▶ **Problem**
Return every line of the records below verbatim, with no changes.

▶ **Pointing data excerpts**
"""

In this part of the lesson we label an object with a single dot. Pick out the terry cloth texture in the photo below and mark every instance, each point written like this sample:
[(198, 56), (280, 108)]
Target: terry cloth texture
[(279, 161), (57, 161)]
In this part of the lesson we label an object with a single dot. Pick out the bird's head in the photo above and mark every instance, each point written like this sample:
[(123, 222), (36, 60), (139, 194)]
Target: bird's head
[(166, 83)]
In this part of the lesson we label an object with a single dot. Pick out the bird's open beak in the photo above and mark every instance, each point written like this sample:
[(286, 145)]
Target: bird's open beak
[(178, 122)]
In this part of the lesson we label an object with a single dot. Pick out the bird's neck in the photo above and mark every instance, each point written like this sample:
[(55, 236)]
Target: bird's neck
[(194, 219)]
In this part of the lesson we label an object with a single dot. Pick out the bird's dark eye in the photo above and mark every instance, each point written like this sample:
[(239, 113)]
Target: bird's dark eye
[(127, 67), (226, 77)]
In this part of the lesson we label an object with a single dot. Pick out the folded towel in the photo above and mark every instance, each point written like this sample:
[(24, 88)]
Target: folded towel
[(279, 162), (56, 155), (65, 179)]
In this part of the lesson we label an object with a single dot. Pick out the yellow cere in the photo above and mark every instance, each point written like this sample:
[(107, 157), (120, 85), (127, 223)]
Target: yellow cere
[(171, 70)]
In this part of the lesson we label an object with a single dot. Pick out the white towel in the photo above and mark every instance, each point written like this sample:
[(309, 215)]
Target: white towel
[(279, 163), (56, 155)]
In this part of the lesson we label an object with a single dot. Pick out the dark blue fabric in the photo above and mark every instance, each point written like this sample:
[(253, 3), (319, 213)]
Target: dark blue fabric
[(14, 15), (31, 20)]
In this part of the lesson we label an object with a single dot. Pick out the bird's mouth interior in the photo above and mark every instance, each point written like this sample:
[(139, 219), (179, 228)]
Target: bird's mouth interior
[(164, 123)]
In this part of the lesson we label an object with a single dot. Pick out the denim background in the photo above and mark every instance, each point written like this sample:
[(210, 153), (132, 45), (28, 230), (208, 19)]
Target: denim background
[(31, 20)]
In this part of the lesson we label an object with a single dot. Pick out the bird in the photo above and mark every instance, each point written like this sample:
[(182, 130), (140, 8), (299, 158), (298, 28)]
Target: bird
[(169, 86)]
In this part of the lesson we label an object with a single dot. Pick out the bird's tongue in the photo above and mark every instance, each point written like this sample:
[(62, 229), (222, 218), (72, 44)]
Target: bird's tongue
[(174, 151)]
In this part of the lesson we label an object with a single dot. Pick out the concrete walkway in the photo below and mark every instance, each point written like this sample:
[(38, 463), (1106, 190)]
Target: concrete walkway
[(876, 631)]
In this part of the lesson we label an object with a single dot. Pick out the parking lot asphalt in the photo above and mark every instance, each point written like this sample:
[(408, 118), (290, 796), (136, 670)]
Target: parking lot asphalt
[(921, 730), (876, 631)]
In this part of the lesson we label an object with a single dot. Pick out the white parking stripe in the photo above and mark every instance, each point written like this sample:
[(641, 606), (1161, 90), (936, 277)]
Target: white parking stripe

"""

▶ **Expected output**
In this part of the lesson we label an object with a single dot. Pick out the terry cloth texture in the photo below and mark every instance, each point written like this sample:
[(198, 56), (280, 108)]
Target: terry cloth texture
[(279, 161), (57, 161)]
In this part of the lesson we label an object with a single dot. Pick out the bird's head in the photo above and mark every instance, each point written like this sample:
[(123, 222), (36, 60), (139, 194)]
Target: bird's head
[(166, 83)]
In this part of the lesson we label an object with a single dot. Pick out the bird's open beak in the photo above and mark every instance, each point written like this sample:
[(286, 145)]
Target: bird's open beak
[(178, 122)]
In this part of the lesson we label an object with a single dot. Pick out the bird's neck in the photo above and mark every instance, each point written like this sample:
[(55, 236)]
Target: bird's neck
[(194, 219)]
In this part of the lesson we label an object with a single dot. Pick out the bird's dark eye in the photo above and mark every instance, each point written like this sample:
[(239, 113)]
Target: bird's dark eye
[(127, 67), (226, 77)]
In this part of the lesson we label an object with a single dot. Pick out the folded towel in the photo above and mark every instance, each point written like this sample:
[(24, 88)]
Target: folded towel
[(279, 162), (56, 155), (65, 179)]
In this part of the lesson we label an object with a single dot. Pick out the yellow cere in the photo above and mark every instance, each point written like this sample:
[(107, 157), (120, 85), (127, 223)]
Target: yellow cere
[(171, 70)]
In this part of the lesson we label an object with a single dot. Pick out the white towel in the photo above and mark every instance, each point written like this sample:
[(309, 215)]
Target: white towel
[(279, 163), (56, 155)]
In this part of the lesson we label an object with a single dot. Pick out the dark blue fabric in the photo above and mark every instance, each point written like this sample:
[(253, 3), (319, 213)]
Target: dark blue fabric
[(14, 15), (31, 20)]
In this part of the lesson we label an object with a single dot. Pick out the bird's mouth interior in the photo above and mark every instance, each point written like this sample:
[(139, 219), (179, 228)]
Target: bird's mouth interior
[(164, 123)]
In this part of the lesson we label an object with a single dot. Pick out the denim background in the photo above and mark every instance, each point written like this sample:
[(210, 153), (132, 45), (28, 230), (208, 19)]
Target: denim background
[(31, 20)]
In this part of the lesson we label an object with a single dot. Pick out the bird in the photo above and mark every instance, each point written like this sample:
[(182, 130), (140, 8), (299, 158), (298, 28)]
Target: bird
[(169, 86)]
In this part of the lesson we label an object with a single dot. Pick out the bird's tongue in the photo above and mark every instance, each point written like this sample:
[(62, 229), (222, 218), (72, 44)]
Target: bird's tongue
[(174, 151)]
In this part of the lesson we label an object with a single dot. Pick out the concrete walkway in the photo below and mark every instance, each point written like this sample:
[(38, 463), (1106, 190)]
Target: concrete walkway
[(876, 631)]
In this part of the lesson we label an object with a single dot. Pick out the parking lot asphalt in the photo above and mark every instance, each point written like this sample:
[(408, 118), (290, 796), (136, 670)]
Target: parking lot asphalt
[(921, 730), (876, 631)]
In this part of the lesson we label an object with a single dot. Pick out the white parking stripe in the photo above and mark every instance, each point written like this sample:
[(641, 606), (1161, 90), (936, 277)]
Target: white parking stripe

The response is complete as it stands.